— START OF SELECTION —
Founder-CEO Rahul Singh, a former textile
engineer and avid single malt collector, says his dream is to make his brand the
"Starbucks of beer"
By Sourish Bhattacharyya
CAFE Coffee Day and Starbucks are two names you'll hear
quite often in the course of a conversation with Rahul Singh, Founder-CEO, Beer
Cafe. "Do you know how many CCDs are there in Connaught Place?"
he asks, and answers his own question: "19." And when he's asked what
his vision for his chain of beer cafes is, he says, "I want to be the
Starbucks of beer." Clearly, he's thinking big for a vertical he has
created -- and grown successfully in just two years.
It
was the inaugural night of Beer Cafe
Biggie and we were having a conversation on the terrace of the restaurant
at D-Block, Connaught Place, a couple of shops away from the iconic Embassy restaurant. The steady breeze had
a sharp nip and Connaught Place, brightly lit like a bride on her wedding
night, was teeming with young people. It was as if the entire city had
descended upon the Grande Dame of New Delhi. Singh, a textile engineer by
training with bright eyes, bald pate and ready smile, looked at the scene below
with a evident sense of satisfaction. He had chosen his location well -- and
though it is the second in Connaught Place, after the one at Atmaram House, formerly known as Scindia House, he's confident that its
150 seats will draw a steady stream of diners.
— END OF SELECTION —
THE TASKS:
- A) Could you rewrite the stretch of the Beer Cafe profile from "Founder-CEO Rahul Singh, a" through "just two years.", putting "Costa Coffee" wherever "Starbucks" appears?
- B) According to the Beer Cafe profile, how many seats does the Connaught Place outlet that opened that night have?
— START OF RECORDED DATA —
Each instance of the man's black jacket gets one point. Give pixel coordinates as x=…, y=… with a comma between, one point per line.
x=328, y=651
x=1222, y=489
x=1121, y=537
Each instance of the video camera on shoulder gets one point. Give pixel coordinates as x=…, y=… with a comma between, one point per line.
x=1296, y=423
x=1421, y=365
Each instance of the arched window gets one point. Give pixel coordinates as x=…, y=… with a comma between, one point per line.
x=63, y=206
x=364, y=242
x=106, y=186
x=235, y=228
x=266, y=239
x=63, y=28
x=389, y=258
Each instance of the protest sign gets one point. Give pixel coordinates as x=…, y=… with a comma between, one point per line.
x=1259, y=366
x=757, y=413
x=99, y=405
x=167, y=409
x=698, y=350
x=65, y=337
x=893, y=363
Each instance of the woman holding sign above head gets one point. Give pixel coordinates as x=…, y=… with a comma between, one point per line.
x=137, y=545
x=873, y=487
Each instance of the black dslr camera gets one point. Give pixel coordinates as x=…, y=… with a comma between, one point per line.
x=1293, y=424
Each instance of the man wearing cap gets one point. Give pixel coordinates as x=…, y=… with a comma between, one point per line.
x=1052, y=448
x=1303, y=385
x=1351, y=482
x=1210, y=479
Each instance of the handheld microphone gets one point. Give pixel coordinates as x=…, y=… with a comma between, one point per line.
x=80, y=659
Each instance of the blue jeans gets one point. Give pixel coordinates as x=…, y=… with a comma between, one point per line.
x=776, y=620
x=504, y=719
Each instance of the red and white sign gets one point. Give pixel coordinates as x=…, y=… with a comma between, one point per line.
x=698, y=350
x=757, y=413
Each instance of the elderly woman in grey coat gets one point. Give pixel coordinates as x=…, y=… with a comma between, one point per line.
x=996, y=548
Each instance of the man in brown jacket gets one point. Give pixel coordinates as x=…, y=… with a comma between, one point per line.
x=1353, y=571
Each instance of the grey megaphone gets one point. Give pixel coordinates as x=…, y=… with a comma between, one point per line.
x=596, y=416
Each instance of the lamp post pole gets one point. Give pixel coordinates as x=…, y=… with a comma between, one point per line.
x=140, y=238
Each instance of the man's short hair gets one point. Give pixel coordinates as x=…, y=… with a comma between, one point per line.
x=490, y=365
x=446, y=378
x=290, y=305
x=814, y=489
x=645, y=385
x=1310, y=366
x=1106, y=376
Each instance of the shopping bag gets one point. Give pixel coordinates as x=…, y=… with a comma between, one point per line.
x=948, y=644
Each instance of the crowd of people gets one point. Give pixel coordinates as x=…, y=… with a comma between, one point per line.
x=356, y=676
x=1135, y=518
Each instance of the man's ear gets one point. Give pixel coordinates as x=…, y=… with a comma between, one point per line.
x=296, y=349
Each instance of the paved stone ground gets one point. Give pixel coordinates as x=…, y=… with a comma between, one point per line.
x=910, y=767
— END OF RECORDED DATA —
SOLUTIONS TO THE EXERCISE:
- A)
Founder-CEO Rahul Singh, a former textile
engineer and avid single malt collector, says his dream is to make his brand the
"Costa Coffee of beer"
By Sourish Bhattacharyya
CAFE Coffee Day and Costa Coffee are two names you'll hear
quite often in the course of a conversation with Rahul Singh, Founder-CEO, Beer
Cafe. "Do you know how many CCDs are there in Connaught Place?"
he asks, and answers his own question: "19." And when he's asked what
his vision for his chain of beer cafes is, he says, "I want to be the
Costa Coffee of beer." Clearly, he's thinking big for a vertical he has
created -- and grown successfully in just two years.

- B) 150 seats.